SUPPLIED DATA »
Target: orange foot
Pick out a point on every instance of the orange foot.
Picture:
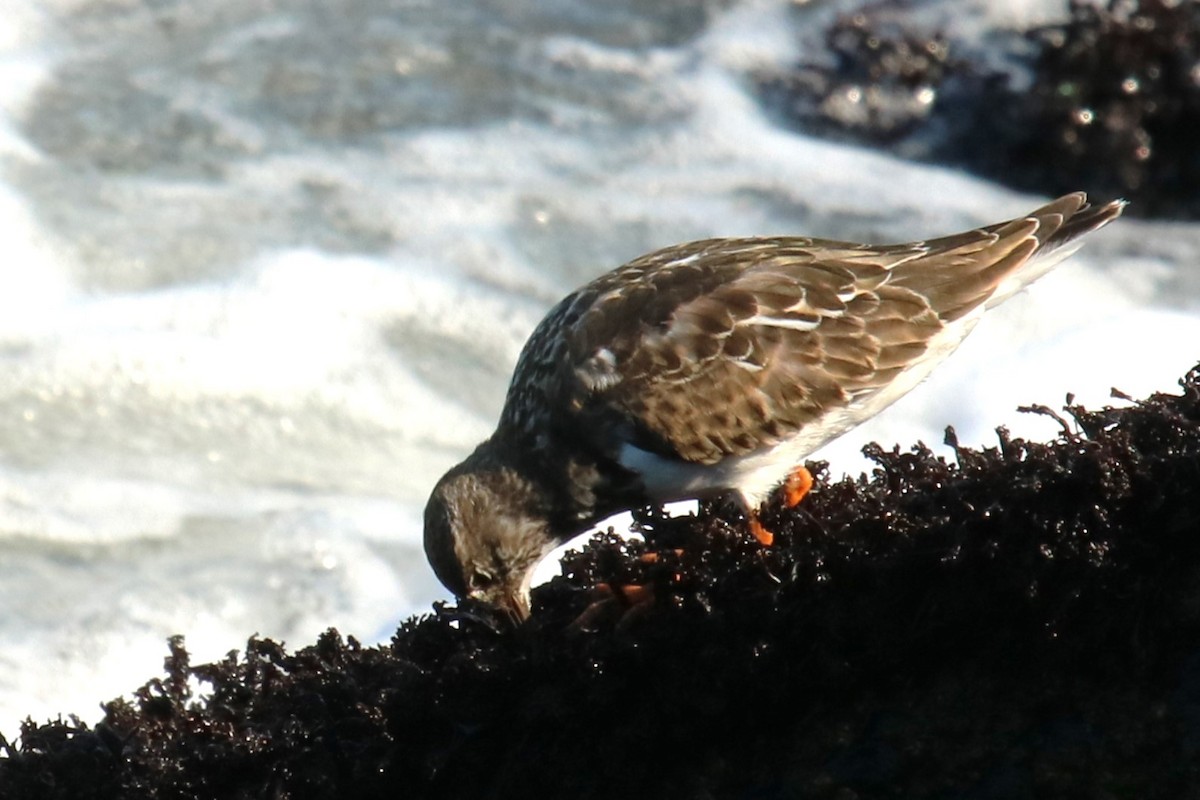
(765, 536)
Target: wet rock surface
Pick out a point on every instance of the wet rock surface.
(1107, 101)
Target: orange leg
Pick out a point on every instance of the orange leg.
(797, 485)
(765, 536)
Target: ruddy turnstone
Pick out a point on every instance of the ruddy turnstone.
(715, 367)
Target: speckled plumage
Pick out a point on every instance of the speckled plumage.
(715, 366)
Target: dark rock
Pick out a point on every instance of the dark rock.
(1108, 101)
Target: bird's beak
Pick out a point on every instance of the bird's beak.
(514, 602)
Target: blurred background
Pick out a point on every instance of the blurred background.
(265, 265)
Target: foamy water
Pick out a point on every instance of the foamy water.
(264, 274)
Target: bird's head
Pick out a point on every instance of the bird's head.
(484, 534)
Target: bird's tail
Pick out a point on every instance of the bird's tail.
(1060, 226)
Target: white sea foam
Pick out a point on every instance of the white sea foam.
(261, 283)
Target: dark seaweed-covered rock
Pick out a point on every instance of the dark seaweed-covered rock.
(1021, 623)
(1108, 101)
--
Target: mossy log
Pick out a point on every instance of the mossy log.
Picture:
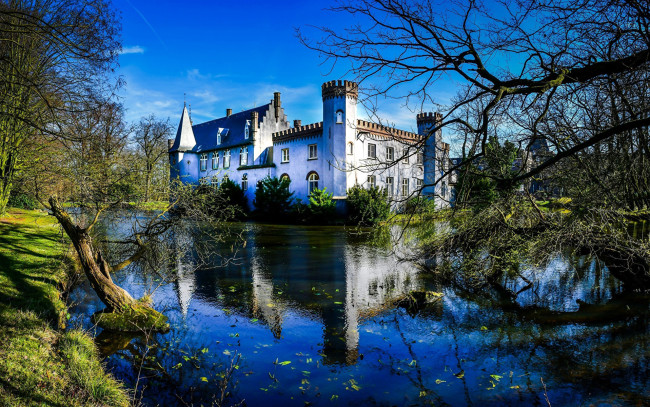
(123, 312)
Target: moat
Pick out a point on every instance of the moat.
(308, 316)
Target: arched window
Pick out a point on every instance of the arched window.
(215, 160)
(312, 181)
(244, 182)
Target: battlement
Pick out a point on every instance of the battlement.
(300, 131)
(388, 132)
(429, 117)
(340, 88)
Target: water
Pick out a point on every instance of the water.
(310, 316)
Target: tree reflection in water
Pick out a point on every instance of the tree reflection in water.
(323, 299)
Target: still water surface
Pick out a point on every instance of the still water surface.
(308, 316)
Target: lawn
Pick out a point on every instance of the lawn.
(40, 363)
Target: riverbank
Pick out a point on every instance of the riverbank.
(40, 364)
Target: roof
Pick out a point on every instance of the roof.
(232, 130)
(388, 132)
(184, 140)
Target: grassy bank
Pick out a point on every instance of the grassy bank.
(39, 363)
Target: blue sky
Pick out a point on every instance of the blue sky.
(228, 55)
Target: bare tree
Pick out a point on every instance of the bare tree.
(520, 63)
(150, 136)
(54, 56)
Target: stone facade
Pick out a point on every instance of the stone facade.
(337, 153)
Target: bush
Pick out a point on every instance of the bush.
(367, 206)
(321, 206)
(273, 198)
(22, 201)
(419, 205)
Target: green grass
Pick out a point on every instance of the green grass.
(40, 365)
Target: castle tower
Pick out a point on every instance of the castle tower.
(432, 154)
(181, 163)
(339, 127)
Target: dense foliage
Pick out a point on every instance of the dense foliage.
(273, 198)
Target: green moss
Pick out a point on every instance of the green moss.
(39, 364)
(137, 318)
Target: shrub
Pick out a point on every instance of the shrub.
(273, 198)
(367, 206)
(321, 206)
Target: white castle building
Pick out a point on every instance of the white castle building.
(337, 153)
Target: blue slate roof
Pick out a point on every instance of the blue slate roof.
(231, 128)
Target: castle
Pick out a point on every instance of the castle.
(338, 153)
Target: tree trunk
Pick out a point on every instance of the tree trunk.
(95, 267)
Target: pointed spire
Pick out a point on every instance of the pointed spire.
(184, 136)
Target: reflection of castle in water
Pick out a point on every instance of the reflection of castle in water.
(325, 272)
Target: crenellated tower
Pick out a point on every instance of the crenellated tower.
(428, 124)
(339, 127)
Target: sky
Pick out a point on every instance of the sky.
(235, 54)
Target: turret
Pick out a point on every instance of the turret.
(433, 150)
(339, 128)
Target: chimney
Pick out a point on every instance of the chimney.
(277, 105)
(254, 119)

SET EXERCISE »
List each line from the records above that contains the word "background", copying every one of them in full.

TASK RESPONSE »
Target: blurred background
Pick out a point on every instance of the blurred background.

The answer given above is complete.